Given information

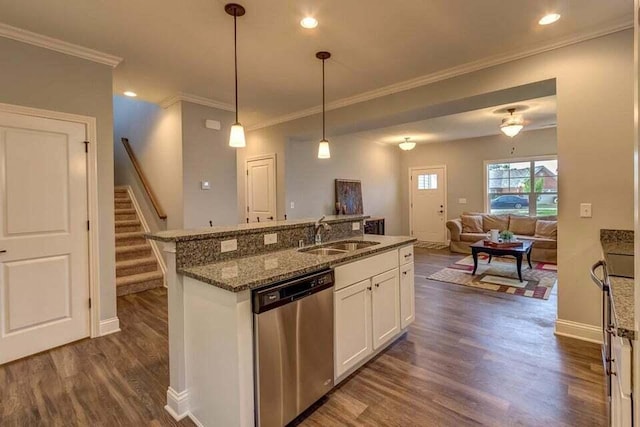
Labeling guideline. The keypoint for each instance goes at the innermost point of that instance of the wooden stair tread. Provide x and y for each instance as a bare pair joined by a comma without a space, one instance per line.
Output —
135,262
138,278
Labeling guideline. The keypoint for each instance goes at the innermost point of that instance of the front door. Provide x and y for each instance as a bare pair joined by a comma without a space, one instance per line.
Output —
428,204
261,189
44,263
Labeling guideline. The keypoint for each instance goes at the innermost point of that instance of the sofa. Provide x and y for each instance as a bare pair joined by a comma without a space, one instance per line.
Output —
473,226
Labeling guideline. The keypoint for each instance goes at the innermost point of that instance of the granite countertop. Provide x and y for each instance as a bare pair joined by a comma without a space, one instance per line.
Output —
256,271
238,229
621,289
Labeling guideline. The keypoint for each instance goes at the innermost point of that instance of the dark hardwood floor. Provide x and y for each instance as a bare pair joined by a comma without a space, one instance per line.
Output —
472,357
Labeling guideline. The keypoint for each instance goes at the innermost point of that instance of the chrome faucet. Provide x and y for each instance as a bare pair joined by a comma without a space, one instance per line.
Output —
318,227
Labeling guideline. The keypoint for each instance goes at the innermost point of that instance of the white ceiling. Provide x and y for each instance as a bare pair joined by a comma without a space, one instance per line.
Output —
537,113
173,46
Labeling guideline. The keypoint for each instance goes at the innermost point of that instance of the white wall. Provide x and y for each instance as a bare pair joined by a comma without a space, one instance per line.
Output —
465,165
40,78
155,135
594,81
206,156
310,182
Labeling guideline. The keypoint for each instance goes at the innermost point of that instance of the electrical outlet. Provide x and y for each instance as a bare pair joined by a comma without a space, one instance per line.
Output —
229,245
270,239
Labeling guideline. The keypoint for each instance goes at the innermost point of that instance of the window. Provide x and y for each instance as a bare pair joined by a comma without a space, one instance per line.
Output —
526,187
428,182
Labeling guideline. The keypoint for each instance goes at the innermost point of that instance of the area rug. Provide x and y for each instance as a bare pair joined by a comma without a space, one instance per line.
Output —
501,276
430,245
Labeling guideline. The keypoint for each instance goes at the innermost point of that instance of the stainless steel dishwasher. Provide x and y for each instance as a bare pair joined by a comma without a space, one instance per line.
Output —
293,333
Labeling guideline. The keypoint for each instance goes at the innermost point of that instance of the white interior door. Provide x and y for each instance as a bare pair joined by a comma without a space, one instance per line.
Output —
428,204
261,189
44,259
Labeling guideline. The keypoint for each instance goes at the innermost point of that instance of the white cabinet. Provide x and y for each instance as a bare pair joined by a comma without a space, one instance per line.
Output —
370,308
385,310
621,406
352,326
407,295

Task to complete
Drop every picture from the data, then output all the rest exactly.

Written solution
Labeling guideline. The keypoint for each instance goes at the innermost point of that instance of the wooden stair tread. Provide x and y for each instance as a bare pair joined by a comma without a space, one instance per line.
Output —
135,262
138,278
Labeling guideline. The keypoint for each instance goes at the innermost point of that instance of the front door. Provide x and y for each instance as a bare pair joined by a comma without a space, one instance per line.
Output —
428,204
261,189
44,263
Labeling guideline. The keypoint for each instance goes at the innermost point of that instance of the sofa. Provide x and y for each instance as a bare pair joined by a comma without a space, one instance per line.
Output —
473,226
Labeling guideline. The keypoint for each instance goes at the innermost point of that instance of the granite countertop. Provide x and y for each instance as a bare pair joined by a comma without a space, one instance per line.
Output —
256,271
238,229
621,289
Labeling guideline. The keypoint for each instance goes at the innermost point of that instance of the dark hardwood floor. Provide x and y for each instance as a bare pair joined by a comma without a space, one instance per line.
Output —
472,357
Labeling guideline. The keypoint for each instance goes at the innermost point of that instance of the chrome faucet. Provide x and y for each instance as a bare pair joined by a comma without a space, one instance per line.
Output —
318,227
Labeling guideline. The keypoint for each instance goes at the innermost point of that instance of the white ceiling. Provide x and y for each instance as a bare pair joined by a comma without a space, one instance per line.
Output —
537,113
173,46
Labeling guideline. The keypoint for each instance goes at the innermost point of that instance of the white wall. Provide x and y for each instance as a bare pair joined by a comma without a space, one instance per line.
Output —
465,165
40,78
155,135
594,81
206,156
310,182
Labeling guideline. The keypoint for each instance goes at the innermost point of that instance of the electrical outlet. Provide x and y for each instance as a bare pair joined by a comma without a space, one instance per line.
Output —
229,245
270,239
Labeling guideline. The keypoint for each instance goes at the innermost point of that instance of the window. Provide x and y for each instance as a bare pair joined by a comma without a space, one instance per line.
Output —
526,187
428,182
Labeling guideline. The keypoint for each instance goes at the innermost point of that instance of the area rug. Provide x and y for each instance as a bare pair joined by a comma without a space, one instance per line.
Output —
501,276
430,245
Labeling guideline. The keypoint for each instance goes at the innermost point of that instance of the stainless steel dishwasher. Provide x and y for each instance as a bare pair joined by a comma without a space, one instance per line.
Output —
293,333
Labeling guideline. The keypoint for each instance goes at the innermost point of that instance of the white interior door. Provide x and y for each instance as a bare pair joined by a comma without a space, one instance per line.
Output —
428,204
261,189
44,259
Labeling guideline. The keypoint for each instance goes at the innermost point of that instance of the white cabinet. Provide x and y for each instance as a bare pair joined by a comma without a space, one instance per line.
Output —
370,308
385,310
621,406
352,326
407,295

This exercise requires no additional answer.